# [REQUEST]
Copy the records below line for line, changing no character.

======== RECORD EXCERPTS

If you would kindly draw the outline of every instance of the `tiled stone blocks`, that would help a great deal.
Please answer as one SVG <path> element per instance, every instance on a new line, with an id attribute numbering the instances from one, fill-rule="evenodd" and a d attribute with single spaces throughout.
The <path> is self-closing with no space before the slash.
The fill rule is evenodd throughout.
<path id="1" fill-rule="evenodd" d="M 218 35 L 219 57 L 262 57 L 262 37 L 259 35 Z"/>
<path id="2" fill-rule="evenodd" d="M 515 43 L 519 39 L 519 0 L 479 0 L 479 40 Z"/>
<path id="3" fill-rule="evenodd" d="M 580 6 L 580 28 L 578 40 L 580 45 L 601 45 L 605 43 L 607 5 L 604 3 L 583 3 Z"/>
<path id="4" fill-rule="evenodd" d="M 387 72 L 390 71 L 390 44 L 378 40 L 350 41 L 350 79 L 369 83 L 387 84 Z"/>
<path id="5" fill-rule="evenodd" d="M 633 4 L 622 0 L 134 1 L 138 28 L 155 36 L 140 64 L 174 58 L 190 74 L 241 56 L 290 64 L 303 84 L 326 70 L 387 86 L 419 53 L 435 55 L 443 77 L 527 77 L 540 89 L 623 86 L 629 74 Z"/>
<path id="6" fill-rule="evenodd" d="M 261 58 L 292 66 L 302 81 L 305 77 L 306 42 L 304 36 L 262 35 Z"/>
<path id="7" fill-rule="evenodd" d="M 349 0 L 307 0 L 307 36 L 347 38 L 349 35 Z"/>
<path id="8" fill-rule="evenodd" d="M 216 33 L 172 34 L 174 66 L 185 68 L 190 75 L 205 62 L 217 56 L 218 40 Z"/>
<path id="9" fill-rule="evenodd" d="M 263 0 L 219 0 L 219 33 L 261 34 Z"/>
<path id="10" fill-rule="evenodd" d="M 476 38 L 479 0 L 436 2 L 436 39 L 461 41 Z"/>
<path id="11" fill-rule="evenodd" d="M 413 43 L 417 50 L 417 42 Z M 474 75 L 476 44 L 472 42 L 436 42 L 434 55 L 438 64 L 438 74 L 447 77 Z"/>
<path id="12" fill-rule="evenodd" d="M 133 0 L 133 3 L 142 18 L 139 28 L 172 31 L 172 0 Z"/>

================

# [EXERCISE SOLUTION]
If you would kindly draw the outline of every instance of the `tiled stone blocks`, that would help a great deal.
Please answer as one SVG <path> element per instance, every instance on a new line, with an id attribute numbering the instances from one, fill-rule="evenodd" and a d attribute with single spaces throughout.
The <path> is self-closing with no space before the slash.
The fill rule is evenodd throughout.
<path id="1" fill-rule="evenodd" d="M 218 35 L 219 57 L 262 57 L 262 37 L 259 35 Z"/>
<path id="2" fill-rule="evenodd" d="M 515 43 L 519 39 L 519 0 L 479 0 L 479 40 Z"/>
<path id="3" fill-rule="evenodd" d="M 580 6 L 580 28 L 578 40 L 580 45 L 601 45 L 605 43 L 607 5 L 604 3 L 583 3 Z"/>
<path id="4" fill-rule="evenodd" d="M 387 72 L 390 71 L 390 44 L 378 40 L 350 41 L 350 79 L 369 83 L 387 84 Z"/>
<path id="5" fill-rule="evenodd" d="M 633 4 L 622 0 L 134 1 L 138 28 L 155 36 L 140 64 L 174 58 L 190 74 L 241 56 L 290 64 L 303 84 L 326 70 L 387 86 L 419 53 L 435 55 L 443 77 L 527 77 L 540 89 L 623 86 L 629 74 Z"/>
<path id="6" fill-rule="evenodd" d="M 261 58 L 292 66 L 302 81 L 305 77 L 306 42 L 304 36 L 262 35 Z"/>
<path id="7" fill-rule="evenodd" d="M 349 0 L 307 0 L 307 36 L 347 38 L 349 35 Z"/>
<path id="8" fill-rule="evenodd" d="M 216 33 L 172 34 L 174 66 L 185 68 L 190 75 L 205 62 L 217 56 L 218 40 Z"/>
<path id="9" fill-rule="evenodd" d="M 263 0 L 219 0 L 219 33 L 261 34 Z"/>
<path id="10" fill-rule="evenodd" d="M 476 38 L 479 0 L 436 2 L 436 39 L 461 41 Z"/>
<path id="11" fill-rule="evenodd" d="M 413 43 L 417 50 L 417 42 Z M 474 75 L 476 44 L 472 42 L 436 42 L 434 55 L 438 64 L 438 74 L 447 77 Z"/>
<path id="12" fill-rule="evenodd" d="M 133 0 L 133 3 L 142 18 L 139 28 L 172 31 L 172 0 Z"/>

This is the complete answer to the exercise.